* start TEXT EXTRACT *
[openstack-dev] [ceilometer] resource_metadata and metaquery

Doug Hellmann doug.hellmann at dreamhost.com
Thu Jan 24 22:09:31 UTC 2013


On Thu, Jan 24, 2013 at 1:37 PM, Sandy Walsh <sandy.walsh at rackspace.com>wrote:

>
>
> On 01/24/2013 01:41 PM, Doug Hellmann wrote:
> >
> >
> > On Thu, Jan 24, 2013 at 7:28 AM, Sandy Walsh <sandy.walsh at rackspace.com
> > <mailto:sandy.walsh at rackspace.com>> wrote:
> >
> >     On 01/24/2013 05:52 AM, Julien Danjou wrote:> On Thu, Jan 24 2013,
> Sandy
> >     Walsh wrote:
> >     >
> >     >> This seems like a very inefficient schema requiring multiple
> >     sub-queries.
> >     >>
> >     >> Other than the naming, is it really any different than the current
> >     >> Metadata table when it comes to db performance?
> >     >
> >     > There's no metadata table currently, there's a metadata *column*.
> >     > You can't do any filtering request based on that current column in
> >     pure
> >     > SQL.
> >
> >     Sorry, I should have said proposed metadata table.
> >
> >     >> I think a better approach would be to offer different Metric types
> >     >> (extensible) which can control their own mapping to the db.
> >     >
> >     > I can't see how you can do that and supports a large amount of
> >     different
> >     > metrics type, being generic.
> >
> >     I'll throw together a proposal. I think it can be done with a set of
> two
> >     extensions:
> >
> >     1. the parser part of the event consumer (please excuse my
> terminology
> >     abuse. "agent" perhaps?)
> >     2. the database portion (which would need to deal with migration,
> CRUD
> >     and advanced query). The hard part.
> >
> >     We would have to agree on a common format for passing these data
> >     structures around. Probably just some base attributes + "extra"
* end TEXT EXTRACT *
* start THE INPUT *
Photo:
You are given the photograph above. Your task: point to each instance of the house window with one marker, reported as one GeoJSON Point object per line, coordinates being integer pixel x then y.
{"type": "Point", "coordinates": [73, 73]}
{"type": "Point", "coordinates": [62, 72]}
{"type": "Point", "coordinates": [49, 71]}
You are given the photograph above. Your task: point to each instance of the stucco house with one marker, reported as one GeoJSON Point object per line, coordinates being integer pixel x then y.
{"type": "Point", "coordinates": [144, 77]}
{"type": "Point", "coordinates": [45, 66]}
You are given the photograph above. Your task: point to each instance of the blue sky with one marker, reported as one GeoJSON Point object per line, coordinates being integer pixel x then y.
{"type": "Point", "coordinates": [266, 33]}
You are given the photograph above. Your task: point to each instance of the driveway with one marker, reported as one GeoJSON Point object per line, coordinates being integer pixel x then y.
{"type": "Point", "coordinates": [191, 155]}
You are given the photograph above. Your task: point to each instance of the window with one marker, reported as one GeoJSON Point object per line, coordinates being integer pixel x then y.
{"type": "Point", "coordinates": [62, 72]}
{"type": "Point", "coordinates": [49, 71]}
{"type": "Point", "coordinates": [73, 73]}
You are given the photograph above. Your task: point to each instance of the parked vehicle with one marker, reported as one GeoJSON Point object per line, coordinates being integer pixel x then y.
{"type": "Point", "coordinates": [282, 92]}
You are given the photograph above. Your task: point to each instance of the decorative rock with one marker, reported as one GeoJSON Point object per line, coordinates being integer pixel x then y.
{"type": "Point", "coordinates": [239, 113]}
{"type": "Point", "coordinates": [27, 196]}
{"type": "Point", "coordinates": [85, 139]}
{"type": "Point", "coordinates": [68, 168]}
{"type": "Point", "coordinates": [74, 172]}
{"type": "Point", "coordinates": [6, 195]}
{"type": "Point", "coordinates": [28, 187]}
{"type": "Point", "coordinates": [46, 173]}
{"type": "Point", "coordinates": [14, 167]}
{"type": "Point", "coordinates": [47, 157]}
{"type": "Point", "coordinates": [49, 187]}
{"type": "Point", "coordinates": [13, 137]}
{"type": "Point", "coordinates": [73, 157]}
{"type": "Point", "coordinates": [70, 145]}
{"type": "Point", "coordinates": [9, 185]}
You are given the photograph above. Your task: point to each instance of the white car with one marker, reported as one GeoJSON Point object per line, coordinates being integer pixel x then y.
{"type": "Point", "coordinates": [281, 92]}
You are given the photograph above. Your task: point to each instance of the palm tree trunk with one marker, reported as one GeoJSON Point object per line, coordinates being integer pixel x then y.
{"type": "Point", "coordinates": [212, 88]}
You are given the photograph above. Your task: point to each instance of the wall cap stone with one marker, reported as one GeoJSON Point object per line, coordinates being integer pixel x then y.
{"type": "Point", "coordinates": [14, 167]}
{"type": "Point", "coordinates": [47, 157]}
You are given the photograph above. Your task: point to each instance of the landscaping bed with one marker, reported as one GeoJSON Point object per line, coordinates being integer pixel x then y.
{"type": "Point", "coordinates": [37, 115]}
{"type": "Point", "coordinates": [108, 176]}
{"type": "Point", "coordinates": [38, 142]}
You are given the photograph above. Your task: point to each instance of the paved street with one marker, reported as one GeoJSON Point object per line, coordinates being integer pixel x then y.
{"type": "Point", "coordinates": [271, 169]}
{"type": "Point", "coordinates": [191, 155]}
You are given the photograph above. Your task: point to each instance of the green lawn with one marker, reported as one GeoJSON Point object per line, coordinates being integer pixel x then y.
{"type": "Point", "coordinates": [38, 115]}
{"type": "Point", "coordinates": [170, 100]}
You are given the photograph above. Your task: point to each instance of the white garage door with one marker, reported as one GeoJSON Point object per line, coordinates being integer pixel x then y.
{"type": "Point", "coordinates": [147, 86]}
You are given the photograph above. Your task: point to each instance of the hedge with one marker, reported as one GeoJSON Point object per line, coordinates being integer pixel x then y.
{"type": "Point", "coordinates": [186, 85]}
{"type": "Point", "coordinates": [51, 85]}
* end THE INPUT *
## WHAT YOU NEED TO DO
- a) Answer these about the mailing list thread, one per line:
(i) According to the reply quoted from Julien Danjou, what exists currently instead of a metadata table?
(ii) How many extensions does Sandy Walsh think the proposal can be done with?
(iii) Which of those extensions is called "The hard part"?
- b) Lay out the records as a two-column CSV with the columns request and answer, one row per request. Put its text and its answer each in one quoted field, with line breaks turned into spaces. Begin at the line of the records that has "of the paved", and continue through the end of the records.
The mailing list thread and the records have nothing to do with each other.

## TASK ANSWERS
- a)
(i) A metadata column.
(ii) Two.
(iii) The database portion.

- b)
request,answer
"You are given the photograph above. Your task: point to each instance of the paved street with one marker, reported as one GeoJSON Point object per line, coordinates being integer pixel x then y.","{""type"": ""Point"", ""coordinates"": [271, 169]} {""type"": ""Point"", ""coordinates"": [191, 155]}"
"You are given the photograph above. Your task: point to each instance of the green lawn with one marker, reported as one GeoJSON Point object per line, coordinates being integer pixel x then y.","{""type"": ""Point"", ""coordinates"": [38, 115]} {""type"": ""Point"", ""coordinates"": [170, 100]}"
"You are given the photograph above. Your task: point to each instance of the white garage door with one marker, reported as one GeoJSON Point object per line, coordinates being integer pixel x then y.","{""type"": ""Point"", ""coordinates"": [147, 86]}"
"You are given the photograph above. Your task: point to each instance of the hedge with one marker, reported as one GeoJSON Point object per line, coordinates being integer pixel x then y.","{""type"": ""Point"", ""coordinates"": [186, 85]} {""type"": ""Point"", ""coordinates"": [51, 85]}"